— begin ARTICLE —

A big thing is just to cut down on the rules that aren’t on the cards. You get so much out of rules on cards; you really don’t need as many rulebook rules. This is usually my number one complaint when I try someone else’s game with rules on cards; they still have so many rules in the rulebook. It’s great to cut down on rules in games in general, but when you’ve got rules on cards there’s just no excuse for complexity outside the cards.
Then, if you have more than a few cards, you really want to phrase them precisely, to make card interactions clear (if you only have a few cards, you can have “friendlier” phrasings and just explain all interactions in the rulebook). This is easier said than done. I have worked on this problem for years, as have the people making Magic: The Gathering; I’m not done yet and neither are they. There are new Dominion phrasings coming out very soon, and Magic is using new wordings in its upcoming set.
If you make a bunch of games with rules on cards, there will be certain concepts you notice coming up over and over. For example if drawing cards is reasonable in your game, you will make a card that draws cards. Here a big thing is to try to figure out the unique space your game gives you, the things cards can do here that they can’t do in your other games. You will still make cards that could have been from another game, like the card-drawing card; some of those are too good to pass up. But focusing on what’s special about your game will help your game retain its specialness.

— end ARTICLE —

- _TASK INSTRUCTIONS_
a) In the passage on putting game rules on cards, what is the author's number one complaint about other people's games that use them?
b) Please carry the passage on putting game rules on cards forward from its last sentence.

— begin RECORDED INFORMATION —

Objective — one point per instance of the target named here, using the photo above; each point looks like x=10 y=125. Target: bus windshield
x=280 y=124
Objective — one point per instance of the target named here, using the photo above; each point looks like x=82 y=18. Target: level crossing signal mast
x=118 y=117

— end RECORDED INFORMATION —

- _SOLVED TASKS_
a) Those games still have so many rules in the rulebook.

b)
I usually put types on cards – like Action and Treasure in Dominion. Sometimes the rules make the types different, but aside from that you get the ability to have some cards refer to other cards by type. This can sometimes solve problems that are otherwise tricky.
Cards with rules on them tend to need some kind of balance, even for games where you want a variety of power levels (like drafting games). You never get all the way there; you hit diminishing returns and at some point have to call it a day and submit the game somewhere.
I recommend having as few stats as possible; one is good. If you have more than one stat, indicate what they mean with an icon, don’t just rely on where the number is located to convey what it means.”